▸ Extrait de page:
Les cas de maleficium sont beaucoup plus fréquents que les cas d’obsession ou de possession. J’ai eu plusieurs fois l’occasion de rencontrer de jeunes africains tourmentés par la peur d’avoir été l’objet d’un « malheur ». Le DESQ[5] (rituel pour les exorcismes) mentionne par rapport aux maleficium que la plupart (mais pas tous) de ces cas ne sont pas réels, mais objet, de la crédulité des gens ; qu’il ne faut pas utiliser pour les maléfices, l’exorcisme majeur de Léon XIII vu leur caractère de suggestion ; qu’il faut cependant offrir aux gens l’aide spirituelle nécessaire en se limitant aux prières propres de ces phénomènes.       

On l'appelle vulgairement le « mauvais oeil » (mal fait avec le regard) ou « mauvais sort » (faire quelque chose de symbolique avec l'intention de souhaiter du mal ou de nuire). Il s'agit de formes grossières et populaires de magie, parfois mises en acte par ignorance ou par ingénuité, d'autres fois avec une intention véritable de faire du mal, mais toujours avec l’invocation du démon.

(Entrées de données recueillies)
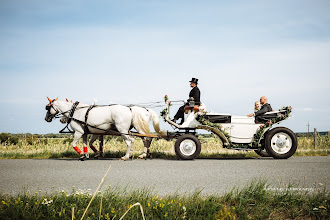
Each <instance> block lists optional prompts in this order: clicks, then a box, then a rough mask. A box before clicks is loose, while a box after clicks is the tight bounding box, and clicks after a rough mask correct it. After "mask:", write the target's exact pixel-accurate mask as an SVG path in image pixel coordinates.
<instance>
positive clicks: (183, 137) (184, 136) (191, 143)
mask: <svg viewBox="0 0 330 220" xmlns="http://www.w3.org/2000/svg"><path fill="white" fill-rule="evenodd" d="M174 147H175V153H176V155H177V156H178V157H179V158H181V159H183V160H193V159H195V158H196V157H198V155H199V154H200V153H201V142H200V141H199V140H198V138H197V137H196V136H194V135H191V134H185V135H182V136H180V137H179V138H178V139H177V140H176V142H175V145H174Z"/></svg>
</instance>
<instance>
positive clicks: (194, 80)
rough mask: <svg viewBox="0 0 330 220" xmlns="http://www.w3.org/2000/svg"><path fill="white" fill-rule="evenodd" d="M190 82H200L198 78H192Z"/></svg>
mask: <svg viewBox="0 0 330 220" xmlns="http://www.w3.org/2000/svg"><path fill="white" fill-rule="evenodd" d="M189 82H193V83H196V84H198V79H196V78H192V79H191V80H190V81H189Z"/></svg>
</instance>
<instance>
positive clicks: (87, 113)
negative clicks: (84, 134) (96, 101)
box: [84, 105, 95, 133]
mask: <svg viewBox="0 0 330 220" xmlns="http://www.w3.org/2000/svg"><path fill="white" fill-rule="evenodd" d="M94 107H95V105H91V106H89V108H88V109H87V111H86V114H85V123H84V124H85V129H84V130H85V133H89V130H88V126H90V125H88V124H87V119H88V114H89V112H90V110H92V109H93V108H94ZM90 127H92V126H90Z"/></svg>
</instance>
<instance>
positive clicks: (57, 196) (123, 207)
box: [0, 180, 330, 219]
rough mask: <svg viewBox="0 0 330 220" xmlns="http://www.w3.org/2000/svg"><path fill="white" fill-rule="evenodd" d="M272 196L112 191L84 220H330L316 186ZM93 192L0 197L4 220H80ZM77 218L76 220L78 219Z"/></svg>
mask: <svg viewBox="0 0 330 220" xmlns="http://www.w3.org/2000/svg"><path fill="white" fill-rule="evenodd" d="M292 189H294V188H293V185H292V186H289V187H288V188H287V190H277V191H276V190H275V191H274V190H268V185H267V184H266V182H264V181H260V180H258V181H253V182H252V183H251V184H249V185H247V186H246V187H245V188H243V189H233V190H232V191H230V192H228V193H227V194H225V195H224V196H202V195H201V194H200V192H199V191H196V192H195V193H192V194H190V195H185V196H179V195H175V194H174V195H167V196H166V197H164V198H161V197H159V196H158V195H157V194H156V193H153V192H152V190H150V189H143V190H138V191H129V190H127V189H119V188H109V189H107V190H106V191H105V192H104V193H101V192H99V193H97V194H96V197H95V198H94V200H93V201H92V202H91V206H90V207H89V209H87V212H86V216H85V218H84V219H120V217H122V216H123V215H124V213H125V212H126V211H128V210H129V208H132V209H131V210H129V211H128V212H127V215H126V216H125V219H142V214H141V209H140V208H139V207H133V205H134V204H136V203H137V202H138V203H140V204H141V208H142V211H143V213H144V214H143V216H144V217H145V219H329V217H330V211H329V210H330V206H329V201H330V197H329V192H327V191H326V190H325V187H324V186H321V185H317V186H315V187H314V188H313V189H310V190H309V191H296V190H292ZM91 198H92V194H91V192H89V191H88V192H84V191H76V190H74V189H73V190H72V192H65V191H61V192H56V193H51V194H42V193H40V192H35V194H32V195H31V194H26V193H21V194H19V195H17V196H8V195H0V201H1V203H0V219H81V217H82V216H83V213H84V212H85V210H86V207H87V206H88V203H89V202H90V201H91ZM73 215H74V218H73Z"/></svg>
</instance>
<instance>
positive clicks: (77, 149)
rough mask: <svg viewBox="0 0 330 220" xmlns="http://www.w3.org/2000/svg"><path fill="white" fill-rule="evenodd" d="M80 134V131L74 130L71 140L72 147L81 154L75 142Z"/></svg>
mask: <svg viewBox="0 0 330 220" xmlns="http://www.w3.org/2000/svg"><path fill="white" fill-rule="evenodd" d="M82 136H83V134H82V133H80V132H77V131H76V132H75V133H74V135H73V141H72V147H73V149H74V150H75V151H76V152H77V153H78V154H79V155H80V154H81V150H80V149H79V148H78V147H77V143H78V141H79V139H80V138H81V137H82Z"/></svg>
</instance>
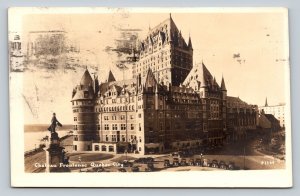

▸ Travail demandé 1: Modifiez l'extrait sur le maleficium entre « On l'appelle vulgairement » et « l’invocation du démon. », inclus, en remplaçant « ingénuité » par « naïveté ».
▸ Travail demandé 2: D'après l'extrait sur le maleficium, quel exorcisme le DESQ dit-il de ne pas utiliser pour les maléfices ?

▸ Zone de réponse 1:
On l'appelle vulgairement le « mauvais oeil » (mal fait avec le regard) ou « mauvais sort » (faire quelque chose de symbolique avec l'intention de souhaiter du mal ou de nuire). Il s'agit de formes grossières et populaires de magie, parfois mises en acte par ignorance ou par naïveté, d'autres fois avec une intention véritable de faire du mal, mais toujours avec l’invocation du démon.

▸ Zone de réponse 2: L'exorcisme majeur de Léon XIII.